- [Extracted data entries]
▬▬▬▬▬▬▬▬▬▬

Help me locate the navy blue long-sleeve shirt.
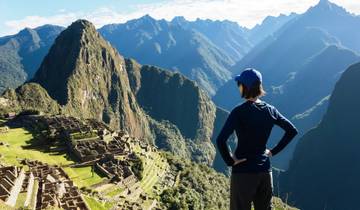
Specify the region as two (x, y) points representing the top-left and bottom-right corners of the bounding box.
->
(216, 100), (298, 173)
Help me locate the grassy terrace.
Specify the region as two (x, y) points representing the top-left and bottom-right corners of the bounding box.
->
(14, 192), (26, 208)
(0, 126), (105, 188)
(137, 145), (168, 195)
(83, 195), (114, 210)
(28, 179), (39, 210)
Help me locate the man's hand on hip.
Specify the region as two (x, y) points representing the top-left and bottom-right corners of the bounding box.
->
(265, 149), (272, 157)
(232, 154), (247, 166)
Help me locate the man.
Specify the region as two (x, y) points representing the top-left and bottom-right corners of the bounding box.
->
(216, 68), (298, 210)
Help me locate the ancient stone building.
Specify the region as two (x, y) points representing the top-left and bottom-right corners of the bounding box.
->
(0, 166), (26, 207)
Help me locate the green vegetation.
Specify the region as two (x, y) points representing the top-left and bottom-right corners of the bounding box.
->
(139, 148), (167, 194)
(28, 179), (39, 210)
(14, 192), (27, 208)
(0, 120), (297, 210)
(159, 152), (230, 210)
(29, 20), (152, 142)
(0, 25), (63, 94)
(64, 166), (105, 188)
(159, 152), (297, 210)
(83, 196), (108, 210)
(104, 187), (124, 197)
(129, 61), (218, 165)
(0, 42), (26, 94)
(0, 126), (105, 188)
(130, 153), (144, 180)
(1, 83), (61, 115)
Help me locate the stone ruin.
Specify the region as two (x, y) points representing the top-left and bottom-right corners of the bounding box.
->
(9, 115), (150, 165)
(70, 136), (129, 163)
(1, 115), (160, 209)
(23, 160), (89, 210)
(95, 154), (136, 184)
(0, 160), (91, 209)
(0, 166), (25, 207)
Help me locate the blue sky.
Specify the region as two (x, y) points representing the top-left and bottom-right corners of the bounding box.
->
(1, 0), (360, 36)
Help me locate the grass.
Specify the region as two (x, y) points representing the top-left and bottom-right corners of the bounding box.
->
(0, 128), (71, 165)
(83, 195), (114, 210)
(28, 179), (39, 210)
(64, 166), (105, 188)
(14, 192), (26, 208)
(139, 148), (168, 195)
(142, 199), (156, 210)
(104, 187), (124, 197)
(0, 127), (105, 188)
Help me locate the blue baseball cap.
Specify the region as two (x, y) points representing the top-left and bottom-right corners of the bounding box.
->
(234, 68), (262, 88)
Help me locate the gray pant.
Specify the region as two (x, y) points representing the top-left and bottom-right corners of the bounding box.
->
(230, 171), (274, 210)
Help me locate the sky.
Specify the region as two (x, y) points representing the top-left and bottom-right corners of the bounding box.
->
(1, 0), (360, 36)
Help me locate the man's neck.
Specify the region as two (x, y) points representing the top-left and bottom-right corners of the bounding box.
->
(247, 97), (261, 102)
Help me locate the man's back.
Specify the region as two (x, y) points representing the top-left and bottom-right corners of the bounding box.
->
(221, 68), (298, 210)
(216, 99), (298, 173)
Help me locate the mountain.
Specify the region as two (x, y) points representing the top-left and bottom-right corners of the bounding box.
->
(213, 0), (360, 169)
(279, 62), (360, 210)
(0, 25), (63, 93)
(1, 19), (223, 166)
(214, 27), (340, 110)
(30, 20), (151, 140)
(125, 59), (217, 164)
(99, 15), (239, 96)
(171, 17), (252, 61)
(293, 0), (360, 53)
(1, 83), (60, 114)
(216, 0), (360, 110)
(269, 45), (359, 117)
(248, 13), (298, 45)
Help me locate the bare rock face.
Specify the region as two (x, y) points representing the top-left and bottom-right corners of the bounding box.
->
(32, 20), (151, 139)
(125, 59), (217, 164)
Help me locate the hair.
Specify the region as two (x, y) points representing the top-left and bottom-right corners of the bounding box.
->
(237, 80), (266, 99)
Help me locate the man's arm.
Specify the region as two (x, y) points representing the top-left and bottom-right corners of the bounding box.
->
(270, 107), (299, 156)
(216, 109), (237, 166)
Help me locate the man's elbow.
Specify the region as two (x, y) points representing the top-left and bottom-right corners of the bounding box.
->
(290, 127), (299, 137)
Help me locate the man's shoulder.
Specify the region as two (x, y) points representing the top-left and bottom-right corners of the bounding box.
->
(232, 101), (248, 112)
(261, 101), (276, 109)
(231, 100), (276, 112)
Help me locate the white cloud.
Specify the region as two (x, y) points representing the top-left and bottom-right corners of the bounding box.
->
(2, 0), (360, 36)
(4, 13), (79, 32)
(133, 0), (315, 26)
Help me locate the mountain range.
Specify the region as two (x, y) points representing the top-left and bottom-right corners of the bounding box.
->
(213, 0), (360, 169)
(0, 13), (296, 97)
(279, 61), (360, 210)
(0, 25), (64, 93)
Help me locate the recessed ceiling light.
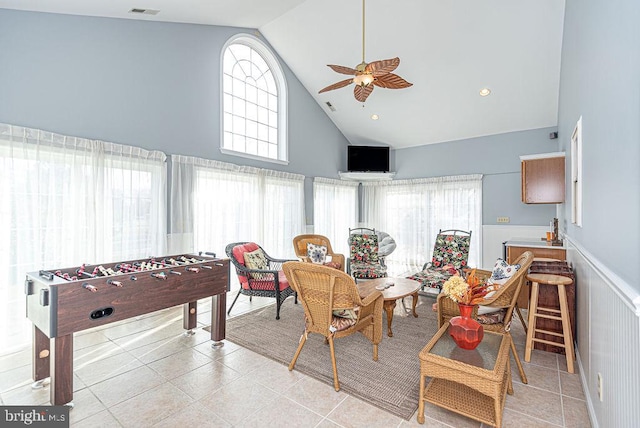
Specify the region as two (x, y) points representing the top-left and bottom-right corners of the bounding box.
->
(479, 88), (491, 97)
(371, 114), (379, 120)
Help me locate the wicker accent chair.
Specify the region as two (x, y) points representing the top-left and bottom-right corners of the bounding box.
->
(408, 229), (472, 295)
(282, 261), (384, 391)
(436, 250), (535, 384)
(292, 234), (345, 271)
(225, 242), (297, 320)
(348, 227), (387, 280)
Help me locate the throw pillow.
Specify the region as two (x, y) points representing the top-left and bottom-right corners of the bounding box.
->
(307, 243), (328, 264)
(485, 259), (521, 297)
(489, 259), (521, 285)
(243, 248), (268, 270)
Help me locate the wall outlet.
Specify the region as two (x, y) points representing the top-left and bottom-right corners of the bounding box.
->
(597, 372), (603, 402)
(496, 217), (510, 223)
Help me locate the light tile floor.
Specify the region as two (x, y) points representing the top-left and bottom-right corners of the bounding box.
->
(0, 291), (592, 427)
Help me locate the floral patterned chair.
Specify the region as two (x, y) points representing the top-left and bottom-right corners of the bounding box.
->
(348, 227), (387, 281)
(407, 229), (472, 295)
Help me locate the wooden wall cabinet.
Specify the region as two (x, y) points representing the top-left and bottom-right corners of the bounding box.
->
(521, 153), (565, 204)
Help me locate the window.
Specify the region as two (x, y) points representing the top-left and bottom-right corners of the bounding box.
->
(571, 116), (583, 226)
(361, 175), (482, 275)
(0, 123), (167, 354)
(170, 156), (304, 261)
(221, 34), (288, 163)
(313, 178), (359, 256)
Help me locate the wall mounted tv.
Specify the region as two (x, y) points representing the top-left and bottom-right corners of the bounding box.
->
(347, 145), (390, 172)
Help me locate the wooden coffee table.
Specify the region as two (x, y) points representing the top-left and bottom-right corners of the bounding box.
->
(417, 324), (513, 427)
(358, 277), (420, 337)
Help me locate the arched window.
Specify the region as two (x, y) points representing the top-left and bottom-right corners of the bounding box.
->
(221, 34), (288, 163)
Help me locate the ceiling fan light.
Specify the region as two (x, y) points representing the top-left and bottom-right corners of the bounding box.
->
(353, 73), (374, 87)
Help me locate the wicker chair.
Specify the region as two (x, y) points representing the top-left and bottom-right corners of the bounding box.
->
(436, 250), (534, 384)
(282, 261), (384, 391)
(225, 242), (297, 320)
(348, 227), (387, 280)
(408, 229), (472, 295)
(292, 234), (345, 271)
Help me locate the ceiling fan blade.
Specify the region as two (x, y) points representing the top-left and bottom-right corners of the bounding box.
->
(365, 57), (400, 77)
(354, 84), (374, 102)
(373, 73), (413, 89)
(327, 64), (358, 75)
(319, 78), (354, 94)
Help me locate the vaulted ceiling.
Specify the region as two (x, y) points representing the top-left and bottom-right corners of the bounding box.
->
(0, 0), (565, 149)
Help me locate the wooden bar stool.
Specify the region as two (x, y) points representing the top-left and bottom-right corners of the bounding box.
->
(524, 273), (575, 373)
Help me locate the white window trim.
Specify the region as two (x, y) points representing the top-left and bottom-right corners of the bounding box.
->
(220, 33), (288, 164)
(571, 116), (583, 227)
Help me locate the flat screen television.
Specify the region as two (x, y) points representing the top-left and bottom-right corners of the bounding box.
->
(347, 145), (390, 172)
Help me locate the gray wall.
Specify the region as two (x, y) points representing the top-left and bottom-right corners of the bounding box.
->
(557, 0), (639, 289)
(0, 9), (350, 224)
(1, 9), (564, 233)
(394, 128), (559, 225)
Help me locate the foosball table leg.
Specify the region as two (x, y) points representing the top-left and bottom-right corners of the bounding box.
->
(210, 294), (226, 349)
(32, 325), (50, 388)
(183, 302), (197, 336)
(51, 334), (73, 406)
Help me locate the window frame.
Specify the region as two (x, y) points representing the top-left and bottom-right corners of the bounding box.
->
(220, 33), (288, 164)
(571, 116), (583, 227)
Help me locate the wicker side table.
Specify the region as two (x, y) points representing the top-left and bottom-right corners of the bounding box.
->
(417, 324), (513, 427)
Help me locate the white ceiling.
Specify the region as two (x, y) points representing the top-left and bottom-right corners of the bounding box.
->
(0, 0), (566, 149)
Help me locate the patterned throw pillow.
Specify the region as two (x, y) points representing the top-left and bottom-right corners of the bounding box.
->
(485, 259), (521, 298)
(243, 248), (268, 270)
(489, 259), (521, 285)
(307, 243), (328, 264)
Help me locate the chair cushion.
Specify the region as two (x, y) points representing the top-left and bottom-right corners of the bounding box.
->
(407, 267), (455, 290)
(476, 308), (506, 325)
(330, 307), (360, 332)
(431, 234), (471, 269)
(376, 231), (397, 257)
(232, 242), (260, 266)
(241, 271), (290, 291)
(324, 261), (342, 270)
(349, 233), (379, 263)
(244, 248), (268, 270)
(307, 243), (327, 264)
(351, 262), (387, 279)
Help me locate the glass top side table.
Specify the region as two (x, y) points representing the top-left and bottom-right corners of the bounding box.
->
(417, 323), (513, 427)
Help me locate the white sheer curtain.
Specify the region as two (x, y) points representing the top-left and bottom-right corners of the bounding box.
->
(362, 174), (482, 276)
(170, 155), (305, 260)
(0, 123), (167, 354)
(313, 178), (359, 256)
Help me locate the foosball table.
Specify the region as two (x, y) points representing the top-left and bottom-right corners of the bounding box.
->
(24, 253), (229, 406)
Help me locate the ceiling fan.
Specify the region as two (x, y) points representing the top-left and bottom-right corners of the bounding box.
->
(318, 0), (413, 102)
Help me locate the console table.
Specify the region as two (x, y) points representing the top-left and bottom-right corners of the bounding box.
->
(417, 324), (512, 427)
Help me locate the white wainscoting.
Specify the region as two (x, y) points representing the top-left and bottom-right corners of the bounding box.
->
(481, 225), (549, 268)
(566, 238), (640, 428)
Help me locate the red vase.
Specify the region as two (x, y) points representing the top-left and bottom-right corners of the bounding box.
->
(449, 303), (484, 350)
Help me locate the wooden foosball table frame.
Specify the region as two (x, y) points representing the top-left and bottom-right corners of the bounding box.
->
(25, 253), (229, 406)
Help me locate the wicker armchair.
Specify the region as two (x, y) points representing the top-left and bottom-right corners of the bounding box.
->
(282, 261), (384, 391)
(225, 242), (297, 320)
(408, 229), (472, 295)
(292, 234), (345, 271)
(437, 250), (534, 384)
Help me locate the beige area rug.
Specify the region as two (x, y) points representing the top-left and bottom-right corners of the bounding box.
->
(216, 299), (439, 420)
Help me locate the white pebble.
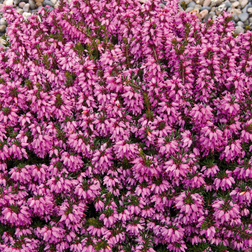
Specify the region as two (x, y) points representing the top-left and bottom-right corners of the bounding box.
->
(239, 0), (248, 9)
(22, 12), (31, 21)
(203, 0), (211, 6)
(5, 0), (13, 6)
(231, 1), (240, 8)
(198, 9), (209, 19)
(23, 3), (29, 12)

▬▬▬▬▬▬▬▬▬▬

- [ACTIVITY]
Gather from the entries above all lines that include the string "patterned".

- [TASK RESULT]
Help me locate the floral patterned chair.
Help me locate the patterned throw pillow.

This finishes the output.